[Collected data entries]
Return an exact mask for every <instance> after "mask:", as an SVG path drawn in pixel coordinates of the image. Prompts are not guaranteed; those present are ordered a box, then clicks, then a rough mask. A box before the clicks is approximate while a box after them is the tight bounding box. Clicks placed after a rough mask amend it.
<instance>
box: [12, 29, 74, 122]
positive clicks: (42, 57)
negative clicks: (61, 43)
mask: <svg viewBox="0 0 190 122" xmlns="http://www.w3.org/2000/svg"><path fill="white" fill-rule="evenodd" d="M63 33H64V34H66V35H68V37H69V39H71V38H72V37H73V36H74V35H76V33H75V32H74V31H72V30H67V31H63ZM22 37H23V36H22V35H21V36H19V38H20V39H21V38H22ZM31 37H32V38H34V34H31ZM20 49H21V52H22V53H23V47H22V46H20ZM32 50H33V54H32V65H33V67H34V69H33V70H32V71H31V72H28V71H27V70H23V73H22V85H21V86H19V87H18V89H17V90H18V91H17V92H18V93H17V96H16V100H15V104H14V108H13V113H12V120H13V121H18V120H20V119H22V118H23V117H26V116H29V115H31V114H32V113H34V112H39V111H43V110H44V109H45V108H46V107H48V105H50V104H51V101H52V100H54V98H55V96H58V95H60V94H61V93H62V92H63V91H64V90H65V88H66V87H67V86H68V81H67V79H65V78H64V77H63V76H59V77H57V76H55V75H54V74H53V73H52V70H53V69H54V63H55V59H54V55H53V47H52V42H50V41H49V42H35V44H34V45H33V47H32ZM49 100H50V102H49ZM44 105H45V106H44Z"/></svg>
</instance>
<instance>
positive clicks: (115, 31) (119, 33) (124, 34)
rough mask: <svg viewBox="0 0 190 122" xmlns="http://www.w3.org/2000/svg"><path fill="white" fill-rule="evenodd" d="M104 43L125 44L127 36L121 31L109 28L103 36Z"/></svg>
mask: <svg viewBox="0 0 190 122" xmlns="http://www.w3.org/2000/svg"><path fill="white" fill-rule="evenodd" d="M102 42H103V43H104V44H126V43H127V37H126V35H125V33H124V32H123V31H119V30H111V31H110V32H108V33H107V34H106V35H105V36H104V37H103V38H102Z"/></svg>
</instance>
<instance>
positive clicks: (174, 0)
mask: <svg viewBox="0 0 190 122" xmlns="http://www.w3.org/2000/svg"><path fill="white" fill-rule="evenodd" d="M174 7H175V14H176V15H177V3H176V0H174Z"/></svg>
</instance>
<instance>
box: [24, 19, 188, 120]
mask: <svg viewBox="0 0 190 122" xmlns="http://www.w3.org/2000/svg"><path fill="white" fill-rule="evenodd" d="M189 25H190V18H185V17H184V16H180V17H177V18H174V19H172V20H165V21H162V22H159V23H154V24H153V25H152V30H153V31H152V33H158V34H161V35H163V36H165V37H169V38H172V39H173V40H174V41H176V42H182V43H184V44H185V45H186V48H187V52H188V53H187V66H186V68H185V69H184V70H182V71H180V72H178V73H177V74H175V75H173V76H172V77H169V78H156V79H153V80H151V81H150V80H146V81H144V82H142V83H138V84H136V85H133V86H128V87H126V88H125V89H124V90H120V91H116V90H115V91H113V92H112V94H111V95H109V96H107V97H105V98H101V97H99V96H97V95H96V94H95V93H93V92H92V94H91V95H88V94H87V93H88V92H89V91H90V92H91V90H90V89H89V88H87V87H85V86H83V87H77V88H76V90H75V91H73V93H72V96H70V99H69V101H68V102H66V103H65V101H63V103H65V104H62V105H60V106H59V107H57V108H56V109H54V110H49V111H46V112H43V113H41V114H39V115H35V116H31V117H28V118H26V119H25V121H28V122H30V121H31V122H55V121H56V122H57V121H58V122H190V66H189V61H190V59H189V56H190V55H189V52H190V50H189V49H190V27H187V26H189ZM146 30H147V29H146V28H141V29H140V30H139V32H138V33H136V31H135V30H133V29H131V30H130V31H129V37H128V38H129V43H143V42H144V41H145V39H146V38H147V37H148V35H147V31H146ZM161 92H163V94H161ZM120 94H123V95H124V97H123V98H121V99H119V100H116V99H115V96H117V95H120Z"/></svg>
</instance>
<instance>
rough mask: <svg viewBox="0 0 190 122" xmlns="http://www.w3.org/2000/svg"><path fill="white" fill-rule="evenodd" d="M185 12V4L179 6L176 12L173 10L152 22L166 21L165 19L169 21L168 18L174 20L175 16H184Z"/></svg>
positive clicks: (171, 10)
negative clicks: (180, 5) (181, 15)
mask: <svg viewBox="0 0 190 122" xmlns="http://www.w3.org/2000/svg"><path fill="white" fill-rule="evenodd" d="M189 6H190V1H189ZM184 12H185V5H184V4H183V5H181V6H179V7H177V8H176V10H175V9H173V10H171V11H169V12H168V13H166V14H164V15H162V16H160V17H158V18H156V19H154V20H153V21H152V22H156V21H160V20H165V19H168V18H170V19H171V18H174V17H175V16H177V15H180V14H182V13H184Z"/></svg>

- TRY IT: Transcribe each entry word for word.

- ANSWER SECTION:
Return an exact mask for every <instance> after "mask:", as an SVG path drawn in pixel coordinates of the image. Prompts are not guaranteed; those present are ordered a box, then clicks, then a rough mask. A box before the clicks is approximate while a box after them is the tight bounding box. Clicks placed after a rough mask amend it.
<instance>
box: [12, 29, 74, 122]
positive clicks: (42, 57)
negative clicks: (61, 43)
mask: <svg viewBox="0 0 190 122" xmlns="http://www.w3.org/2000/svg"><path fill="white" fill-rule="evenodd" d="M63 33H64V34H66V35H68V37H69V39H71V38H72V37H73V36H74V35H76V33H75V32H74V31H72V30H67V31H63ZM22 37H23V36H22V35H21V36H19V38H20V39H21V38H22ZM31 37H32V38H34V34H31ZM20 49H21V52H22V53H23V47H22V46H20ZM32 50H33V54H32V65H33V67H34V69H33V70H32V71H31V72H28V71H27V70H23V73H22V85H21V86H19V87H18V89H17V90H18V91H17V92H18V93H17V96H16V100H15V104H14V108H13V113H12V120H13V121H18V120H20V119H22V118H23V117H26V116H29V115H31V114H32V113H34V112H39V111H43V110H44V109H45V108H46V107H48V105H50V104H51V101H52V100H54V98H55V96H58V95H60V94H61V93H62V92H63V91H64V90H65V88H66V87H67V86H68V81H67V79H65V78H64V77H63V76H59V77H57V76H55V75H54V74H53V73H52V70H53V69H54V63H55V59H54V55H53V47H52V42H50V41H49V42H35V44H34V45H33V47H32ZM49 100H50V102H49ZM44 105H45V106H44Z"/></svg>
</instance>
<instance>
positive clicks: (115, 31) (119, 33) (124, 34)
rough mask: <svg viewBox="0 0 190 122" xmlns="http://www.w3.org/2000/svg"><path fill="white" fill-rule="evenodd" d="M104 43L125 44L127 36L121 31L109 28L103 36Z"/></svg>
mask: <svg viewBox="0 0 190 122" xmlns="http://www.w3.org/2000/svg"><path fill="white" fill-rule="evenodd" d="M102 42H103V43H104V44H126V43H127V37H126V35H125V33H124V32H123V31H119V30H111V31H110V32H108V33H107V34H106V35H105V36H104V37H103V38H102Z"/></svg>
</instance>
<instance>
positive clicks: (174, 0)
mask: <svg viewBox="0 0 190 122" xmlns="http://www.w3.org/2000/svg"><path fill="white" fill-rule="evenodd" d="M174 7H175V14H176V15H177V3H176V0H174Z"/></svg>
</instance>
<instance>
box: [24, 19, 188, 120]
mask: <svg viewBox="0 0 190 122" xmlns="http://www.w3.org/2000/svg"><path fill="white" fill-rule="evenodd" d="M189 25H190V18H185V17H184V16H180V17H177V18H174V19H172V20H165V21H162V22H159V23H154V24H153V25H152V30H153V31H152V33H158V34H161V35H163V36H165V37H169V38H172V39H173V40H174V41H176V42H182V43H184V44H185V45H186V48H187V52H188V53H187V66H186V68H185V69H184V70H182V71H180V72H178V73H177V74H175V75H173V76H172V77H169V78H156V79H153V80H151V81H150V80H146V81H144V82H142V83H138V84H136V85H133V86H128V87H126V88H125V89H124V90H120V91H116V90H115V91H113V92H112V94H111V95H109V96H107V97H105V98H101V97H99V96H97V95H96V94H95V93H93V92H92V94H91V95H88V94H87V93H88V92H89V91H90V92H91V90H90V89H89V88H87V87H85V86H83V87H77V88H76V90H75V91H73V93H72V96H70V99H69V101H68V102H66V103H65V101H63V103H65V104H62V105H60V106H59V107H57V108H56V109H54V110H49V111H46V112H43V113H41V114H39V115H35V116H31V117H28V118H26V119H25V121H28V122H30V121H31V122H55V121H56V122H57V121H58V122H190V66H189V61H190V59H189V56H190V55H189V52H190V50H189V49H190V27H187V26H189ZM146 30H147V29H146V28H141V29H140V30H139V32H138V33H136V31H135V30H133V29H131V30H130V31H129V37H128V38H129V43H143V42H144V41H145V39H146V38H147V37H148V35H147V31H146ZM161 92H163V94H161ZM120 94H123V95H124V97H123V98H121V99H119V100H116V99H115V96H117V95H120Z"/></svg>
</instance>
<instance>
rough mask: <svg viewBox="0 0 190 122" xmlns="http://www.w3.org/2000/svg"><path fill="white" fill-rule="evenodd" d="M185 12V4L179 6L176 12L173 10L152 22L166 21L165 19L169 21L168 18L174 20L175 16H184Z"/></svg>
positive clicks: (171, 10)
negative clicks: (180, 5) (181, 15)
mask: <svg viewBox="0 0 190 122" xmlns="http://www.w3.org/2000/svg"><path fill="white" fill-rule="evenodd" d="M189 6H190V1H189ZM184 12H185V5H184V4H183V5H181V6H179V7H177V8H176V10H175V9H173V10H171V11H169V12H168V13H166V14H164V15H162V16H160V17H158V18H156V19H154V20H153V21H152V22H156V21H160V20H165V19H168V18H170V19H171V18H174V17H175V16H177V15H180V14H182V13H184Z"/></svg>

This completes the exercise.